[Texto de referencia]
-*-*-

DIARIO CÓRDOBA, 11-3-2013
La cocina de la abuela. Utensilios, olores, sonidos. El hambre saciada y los cuidados vertidos en una sopa, en una jarra de leche que sabe a plata, en el plato sin fondo de los sueños. Huele a vida pero también a muerte. La calavera irremediable y la ventana a la imposible. Vemos a la mujer que vuela, a la que se sabe tocada por lo divino, a la que entre cuatro paredes se siente única y no alcanza a entender las reglas de un mundo que ella no ha escrito. La sororidad que rebasa los siglos y que es como una cuerda que ata pero no asfixia. La piel oculta y los ojos intensos. La piedad.
Paseo por la iglesia de la Magdalena y me atraviesa la mirada de Marina Abramovic. Intento comprender su éxtasis y su cocido, el paraíso que cubre con faldas negras, las huidizas fronteras entre lo carnal y lo espiritual. La miro y me miro. Y entonces percibo el fin último de un arte que, sin necesidad de pseudointelectuales que lo interpreten, y para desgracia de los que añoran fotos de toreros y patios floridos, me araña por dentro y hasta me incomoda. Entro cogido de la mano en su cocina y, con ella, lo hago a través de otras muchas mujeres que han tapado y tapan su rostro con burkas que reciben distintos nombres. Esclavitudes que sostiene la universalidad masculina. Así entiendo mejor que nunca su heroicidad, su anónima presencia y la batalla de la historia, incluso la necesidad de dios como respuesta a un deseo que no tiene nombre. Carne y espíritu. La difícil conciliación de los dos caminos posibles de salvación. Autonomía y sujeción en lucha. Amor de dios y hambre de libertad. La historia de tantas mujeres que durante siglos no tuvieron más opciones de saltarse lo convenido que ser o santas o putas. Aguanta hija, aguanta. Amor de madre y caricia de confesionario.
La Magdalena cómplice mira desde lo alto de su columna dorada. Como una heroína del cine en blanco y negro, Veronica Lake o Katherine Hepburn vestidas con una túnica rasgada. Bienaventuradas las marginadas porque de ellas será el reino de los cielos. El cielo que promete lo que la tierra niega. Piedras sobre la adúltera y barrotes para la niña inquieta. Olor a santidad y sentimiento de culpa. La religión y el amor como opio de las mujeres. María Magdalena y Marina-Santa Teresa se reconocen entre sí su respectivo triunfo sobre un mundo de comisarios hombres irremediablemente arrodillados ante el poder del arte que hace añicos la virilidad.
Durante el diluvio, que no acaba en este largo invierno de ríos desbordados, me refugio en la Magdalena y celebro en silencio un 8 de marzo que se diluye ante la fuerza del agua sucia que nos aplasta. Mientras en las iglesias de la ciudad, los devotos besan las manos de Vírgenes niñas, en la Magdalena el arte nos regala la oportunidad de alcanzar el cielo, ese que tantas mujeres han intentado alcanzar desde una cocina propia en la que un soplo divino les permitía elevarse por encima de los cachorros. La magia que sólo ellas controlan. Bruja, más que bruja, cómo se te ocurre mirar los libros que custodian hombres con batas blancas.
Teresa, María, Marina y su abuela. Después del diluvio, en esta Córdoba de castas y de angostas libertades, de baba de caracol que lo hace todo más lento y pegajoso, y mientras los cardenales buscan un nuevo patriarca, la belleza y la espiritualidad huelen a cocina y a melena libertaria de heroína que se resiste a tener que empuñar una espada. Madres que lloran la pérdida de sus hijos en las guerras.

-*-*-

[Ejercicios propuestos]
[A] Responde a estas preguntas con datos del texto de referencia:
(i) ¿En qué lugar se refugia quien escribe durante el diluvio?
(ii) ¿Qué dos actrices se nombran al describir a la Magdalena en lo alto de su columna dorada?
(iii) Según el último párrafo, ¿qué buscan los cardenales?
[B] Transcribe sin cambios el fragmento del texto de referencia que va desde "DIARIO CÓRDOBA, 11-3-2013" hasta "intensos. La piedad.".
Las filas proceden de una fuente distinta del texto de referencia.

[Filas extraídas]
-*-*-

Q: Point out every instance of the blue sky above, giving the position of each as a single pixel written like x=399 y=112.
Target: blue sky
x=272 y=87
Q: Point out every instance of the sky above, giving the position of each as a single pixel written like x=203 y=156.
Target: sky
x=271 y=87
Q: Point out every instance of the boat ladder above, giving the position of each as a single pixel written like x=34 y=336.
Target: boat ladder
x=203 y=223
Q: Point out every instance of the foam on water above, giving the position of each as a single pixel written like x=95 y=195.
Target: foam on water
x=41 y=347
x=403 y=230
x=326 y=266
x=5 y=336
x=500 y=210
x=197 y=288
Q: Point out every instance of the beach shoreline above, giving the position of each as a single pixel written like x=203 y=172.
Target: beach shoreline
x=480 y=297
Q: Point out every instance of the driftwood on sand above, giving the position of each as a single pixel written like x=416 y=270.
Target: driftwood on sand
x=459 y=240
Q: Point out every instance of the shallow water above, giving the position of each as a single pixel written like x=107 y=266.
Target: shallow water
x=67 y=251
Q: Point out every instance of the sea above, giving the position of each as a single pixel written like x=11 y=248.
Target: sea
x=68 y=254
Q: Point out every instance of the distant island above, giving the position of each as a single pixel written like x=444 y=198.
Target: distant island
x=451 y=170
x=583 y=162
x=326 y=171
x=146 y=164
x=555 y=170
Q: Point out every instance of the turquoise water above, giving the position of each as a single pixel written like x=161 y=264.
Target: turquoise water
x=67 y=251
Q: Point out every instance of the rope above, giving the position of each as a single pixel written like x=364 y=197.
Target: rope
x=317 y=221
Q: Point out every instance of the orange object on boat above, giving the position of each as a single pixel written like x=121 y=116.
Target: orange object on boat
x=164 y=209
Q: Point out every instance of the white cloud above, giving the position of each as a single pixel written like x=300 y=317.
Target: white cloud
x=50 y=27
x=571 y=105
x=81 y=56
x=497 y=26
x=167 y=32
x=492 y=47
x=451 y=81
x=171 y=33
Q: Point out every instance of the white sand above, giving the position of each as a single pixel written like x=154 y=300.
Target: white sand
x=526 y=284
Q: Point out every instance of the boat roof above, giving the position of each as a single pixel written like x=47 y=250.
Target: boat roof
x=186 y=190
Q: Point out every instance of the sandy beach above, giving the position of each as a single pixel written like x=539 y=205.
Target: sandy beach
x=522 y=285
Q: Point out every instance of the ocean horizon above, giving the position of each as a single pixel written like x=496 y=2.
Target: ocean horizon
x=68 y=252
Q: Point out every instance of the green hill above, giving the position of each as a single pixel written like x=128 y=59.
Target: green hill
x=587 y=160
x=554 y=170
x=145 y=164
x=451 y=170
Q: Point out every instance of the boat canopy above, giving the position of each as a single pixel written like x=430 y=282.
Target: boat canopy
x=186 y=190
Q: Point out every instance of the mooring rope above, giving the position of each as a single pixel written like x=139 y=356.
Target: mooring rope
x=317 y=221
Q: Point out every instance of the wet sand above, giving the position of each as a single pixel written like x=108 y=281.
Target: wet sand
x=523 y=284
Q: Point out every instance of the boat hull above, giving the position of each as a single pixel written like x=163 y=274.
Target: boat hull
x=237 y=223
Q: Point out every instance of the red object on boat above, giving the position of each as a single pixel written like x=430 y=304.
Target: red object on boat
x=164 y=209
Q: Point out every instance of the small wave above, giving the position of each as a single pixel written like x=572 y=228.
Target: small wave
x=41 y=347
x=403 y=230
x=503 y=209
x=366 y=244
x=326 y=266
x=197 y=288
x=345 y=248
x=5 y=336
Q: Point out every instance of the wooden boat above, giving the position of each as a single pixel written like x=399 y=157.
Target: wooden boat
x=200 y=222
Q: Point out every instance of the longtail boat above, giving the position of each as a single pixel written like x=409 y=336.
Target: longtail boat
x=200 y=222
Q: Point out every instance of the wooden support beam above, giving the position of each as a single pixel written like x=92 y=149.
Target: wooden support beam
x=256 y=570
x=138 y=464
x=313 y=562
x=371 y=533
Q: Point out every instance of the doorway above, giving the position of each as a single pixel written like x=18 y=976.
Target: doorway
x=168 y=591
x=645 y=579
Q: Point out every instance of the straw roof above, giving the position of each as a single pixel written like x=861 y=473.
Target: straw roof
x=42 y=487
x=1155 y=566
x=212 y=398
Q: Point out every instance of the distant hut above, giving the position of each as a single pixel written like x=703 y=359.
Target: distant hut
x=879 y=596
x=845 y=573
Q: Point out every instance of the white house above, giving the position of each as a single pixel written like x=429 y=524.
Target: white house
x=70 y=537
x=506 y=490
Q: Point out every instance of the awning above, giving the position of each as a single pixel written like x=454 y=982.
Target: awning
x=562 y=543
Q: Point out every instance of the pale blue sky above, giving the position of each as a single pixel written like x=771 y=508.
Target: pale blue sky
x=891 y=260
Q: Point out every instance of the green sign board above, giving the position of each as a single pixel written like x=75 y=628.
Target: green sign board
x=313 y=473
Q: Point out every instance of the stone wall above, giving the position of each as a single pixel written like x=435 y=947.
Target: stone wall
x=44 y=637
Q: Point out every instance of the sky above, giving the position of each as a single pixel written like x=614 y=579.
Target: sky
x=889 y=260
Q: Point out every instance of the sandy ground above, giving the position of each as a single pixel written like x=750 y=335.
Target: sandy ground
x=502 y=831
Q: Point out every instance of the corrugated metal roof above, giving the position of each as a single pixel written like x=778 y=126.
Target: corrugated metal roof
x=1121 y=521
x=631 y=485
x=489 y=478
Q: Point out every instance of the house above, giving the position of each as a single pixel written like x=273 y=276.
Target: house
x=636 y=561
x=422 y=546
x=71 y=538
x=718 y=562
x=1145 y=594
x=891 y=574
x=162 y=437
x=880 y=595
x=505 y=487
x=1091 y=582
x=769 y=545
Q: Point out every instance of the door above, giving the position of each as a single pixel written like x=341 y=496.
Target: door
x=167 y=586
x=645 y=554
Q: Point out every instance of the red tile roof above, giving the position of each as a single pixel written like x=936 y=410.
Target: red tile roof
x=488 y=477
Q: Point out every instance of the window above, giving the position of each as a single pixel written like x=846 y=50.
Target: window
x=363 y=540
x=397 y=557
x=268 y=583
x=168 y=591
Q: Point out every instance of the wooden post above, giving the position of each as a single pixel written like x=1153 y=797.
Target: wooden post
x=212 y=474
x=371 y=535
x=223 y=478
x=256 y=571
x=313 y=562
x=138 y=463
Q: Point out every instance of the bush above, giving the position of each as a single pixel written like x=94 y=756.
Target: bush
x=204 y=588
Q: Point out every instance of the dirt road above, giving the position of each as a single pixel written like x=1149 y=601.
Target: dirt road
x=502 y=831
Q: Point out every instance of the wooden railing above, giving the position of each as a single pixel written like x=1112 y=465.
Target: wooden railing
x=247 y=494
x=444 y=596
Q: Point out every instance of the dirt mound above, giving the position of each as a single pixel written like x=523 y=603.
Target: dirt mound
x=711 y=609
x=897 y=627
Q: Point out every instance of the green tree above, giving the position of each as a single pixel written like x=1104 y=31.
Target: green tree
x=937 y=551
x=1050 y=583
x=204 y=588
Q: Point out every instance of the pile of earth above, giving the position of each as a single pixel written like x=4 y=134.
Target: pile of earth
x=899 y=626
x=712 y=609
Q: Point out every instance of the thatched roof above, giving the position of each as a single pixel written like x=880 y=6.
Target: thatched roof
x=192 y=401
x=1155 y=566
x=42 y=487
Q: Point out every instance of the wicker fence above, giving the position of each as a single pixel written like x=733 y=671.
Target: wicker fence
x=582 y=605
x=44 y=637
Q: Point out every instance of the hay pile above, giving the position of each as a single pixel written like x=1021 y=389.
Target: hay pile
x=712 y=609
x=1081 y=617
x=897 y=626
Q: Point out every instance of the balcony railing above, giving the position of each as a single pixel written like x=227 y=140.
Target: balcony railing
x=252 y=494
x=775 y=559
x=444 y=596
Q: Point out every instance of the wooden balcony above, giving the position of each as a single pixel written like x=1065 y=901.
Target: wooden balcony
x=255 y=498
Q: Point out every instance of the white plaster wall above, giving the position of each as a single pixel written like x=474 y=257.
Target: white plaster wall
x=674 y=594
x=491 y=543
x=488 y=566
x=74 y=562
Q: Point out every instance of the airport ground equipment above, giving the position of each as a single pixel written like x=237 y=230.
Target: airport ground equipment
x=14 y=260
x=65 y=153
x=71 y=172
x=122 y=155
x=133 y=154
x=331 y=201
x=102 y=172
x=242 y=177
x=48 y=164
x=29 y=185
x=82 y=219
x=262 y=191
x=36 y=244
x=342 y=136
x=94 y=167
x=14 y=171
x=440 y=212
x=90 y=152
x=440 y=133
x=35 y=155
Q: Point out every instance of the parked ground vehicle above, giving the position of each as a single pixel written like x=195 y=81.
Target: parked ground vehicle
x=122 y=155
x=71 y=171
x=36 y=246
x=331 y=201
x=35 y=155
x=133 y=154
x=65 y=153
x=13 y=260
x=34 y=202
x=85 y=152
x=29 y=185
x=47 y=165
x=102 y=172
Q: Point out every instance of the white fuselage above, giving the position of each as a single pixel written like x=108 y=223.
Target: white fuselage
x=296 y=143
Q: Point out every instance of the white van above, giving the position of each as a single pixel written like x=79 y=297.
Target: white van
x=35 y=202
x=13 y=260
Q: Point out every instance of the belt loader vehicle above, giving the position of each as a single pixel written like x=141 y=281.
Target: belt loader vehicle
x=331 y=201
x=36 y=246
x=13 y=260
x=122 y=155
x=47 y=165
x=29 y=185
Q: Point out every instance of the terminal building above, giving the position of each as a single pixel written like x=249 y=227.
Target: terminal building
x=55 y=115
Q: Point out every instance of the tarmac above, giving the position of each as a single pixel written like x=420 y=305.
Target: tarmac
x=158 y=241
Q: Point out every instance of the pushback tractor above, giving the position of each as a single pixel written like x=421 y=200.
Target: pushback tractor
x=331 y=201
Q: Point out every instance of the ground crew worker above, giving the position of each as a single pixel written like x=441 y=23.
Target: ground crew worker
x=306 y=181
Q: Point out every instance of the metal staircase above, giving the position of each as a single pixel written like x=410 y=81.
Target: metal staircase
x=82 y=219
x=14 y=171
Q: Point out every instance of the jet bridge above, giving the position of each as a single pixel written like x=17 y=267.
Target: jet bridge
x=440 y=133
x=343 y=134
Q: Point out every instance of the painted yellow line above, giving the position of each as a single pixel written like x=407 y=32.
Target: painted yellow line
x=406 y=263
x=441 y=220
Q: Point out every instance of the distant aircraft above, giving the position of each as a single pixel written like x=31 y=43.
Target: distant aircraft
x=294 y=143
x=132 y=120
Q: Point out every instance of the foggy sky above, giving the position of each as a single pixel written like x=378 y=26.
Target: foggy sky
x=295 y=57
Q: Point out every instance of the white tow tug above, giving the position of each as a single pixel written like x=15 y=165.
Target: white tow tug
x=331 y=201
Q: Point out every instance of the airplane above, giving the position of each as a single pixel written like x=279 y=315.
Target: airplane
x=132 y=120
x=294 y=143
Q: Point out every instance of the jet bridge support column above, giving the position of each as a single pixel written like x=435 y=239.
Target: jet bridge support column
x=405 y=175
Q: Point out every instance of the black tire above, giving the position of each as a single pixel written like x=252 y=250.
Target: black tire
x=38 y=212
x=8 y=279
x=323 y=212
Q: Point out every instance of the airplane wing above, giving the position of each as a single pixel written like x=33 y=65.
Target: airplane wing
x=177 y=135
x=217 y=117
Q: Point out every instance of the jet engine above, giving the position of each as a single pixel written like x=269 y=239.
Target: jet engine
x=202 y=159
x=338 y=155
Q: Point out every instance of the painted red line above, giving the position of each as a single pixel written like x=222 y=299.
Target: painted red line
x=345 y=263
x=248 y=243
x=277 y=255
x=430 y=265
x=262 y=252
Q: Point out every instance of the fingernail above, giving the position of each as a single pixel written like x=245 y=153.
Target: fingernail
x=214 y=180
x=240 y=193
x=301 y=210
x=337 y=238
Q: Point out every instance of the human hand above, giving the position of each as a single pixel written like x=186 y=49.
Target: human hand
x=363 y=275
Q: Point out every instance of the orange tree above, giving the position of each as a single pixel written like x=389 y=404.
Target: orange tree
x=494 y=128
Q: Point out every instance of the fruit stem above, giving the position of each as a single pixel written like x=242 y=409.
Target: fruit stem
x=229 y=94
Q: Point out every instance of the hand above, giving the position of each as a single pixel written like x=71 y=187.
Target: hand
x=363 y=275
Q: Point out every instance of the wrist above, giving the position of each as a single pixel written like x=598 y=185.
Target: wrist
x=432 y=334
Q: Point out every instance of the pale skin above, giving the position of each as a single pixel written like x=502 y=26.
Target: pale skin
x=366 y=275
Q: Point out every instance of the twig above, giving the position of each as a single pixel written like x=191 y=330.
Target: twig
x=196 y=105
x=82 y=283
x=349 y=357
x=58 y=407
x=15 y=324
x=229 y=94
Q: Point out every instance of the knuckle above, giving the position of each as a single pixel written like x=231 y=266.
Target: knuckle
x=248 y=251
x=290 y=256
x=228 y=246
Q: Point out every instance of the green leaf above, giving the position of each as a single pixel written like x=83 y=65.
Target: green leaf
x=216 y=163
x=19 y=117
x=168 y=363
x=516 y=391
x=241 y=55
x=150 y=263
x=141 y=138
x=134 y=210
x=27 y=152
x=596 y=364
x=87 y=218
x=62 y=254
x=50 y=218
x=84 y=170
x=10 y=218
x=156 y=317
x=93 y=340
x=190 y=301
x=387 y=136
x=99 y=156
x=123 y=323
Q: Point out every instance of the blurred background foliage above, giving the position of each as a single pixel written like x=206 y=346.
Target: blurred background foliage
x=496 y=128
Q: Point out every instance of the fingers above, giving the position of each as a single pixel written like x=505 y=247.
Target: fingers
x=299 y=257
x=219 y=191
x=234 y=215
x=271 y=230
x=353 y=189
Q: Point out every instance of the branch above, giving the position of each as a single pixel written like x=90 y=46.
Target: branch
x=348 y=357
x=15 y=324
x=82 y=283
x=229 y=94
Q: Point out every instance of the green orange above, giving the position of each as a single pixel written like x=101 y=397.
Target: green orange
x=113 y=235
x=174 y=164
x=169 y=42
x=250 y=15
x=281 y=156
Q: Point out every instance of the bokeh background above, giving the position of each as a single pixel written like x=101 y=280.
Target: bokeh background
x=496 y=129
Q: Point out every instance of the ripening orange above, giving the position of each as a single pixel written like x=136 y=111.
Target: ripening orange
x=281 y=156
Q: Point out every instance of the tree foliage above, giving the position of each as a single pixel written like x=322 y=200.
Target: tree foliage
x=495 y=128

-*-*-

[Clave de respuestas]
[A]
(i) En la Magdalena, la iglesia de la Magdalena.
(ii) Veronica Lake y Katherine Hepburn.
(iii) Un nuevo patriarca.

[B]
DIARIO CÓRDOBA, 11-3-2013
La cocina de la abuela. Utensilios, olores, sonidos. El hambre saciada y los cuidados vertidos en una sopa, en una jarra de leche que sabe a plata, en el plato sin fondo de los sueños. Huele a vida pero también a muerte. La calavera irremediable y la ventana a la imposible. Vemos a la mujer que vuela, a la que se sabe tocada por lo divino, a la que entre cuatro paredes se siente única y no alcanza a entender las reglas de un mundo que ella no ha escrito. La sororidad que rebasa los siglos y que es como una cuerda que ata pero no asfixia. La piel oculta y los ojos intensos. La piedad.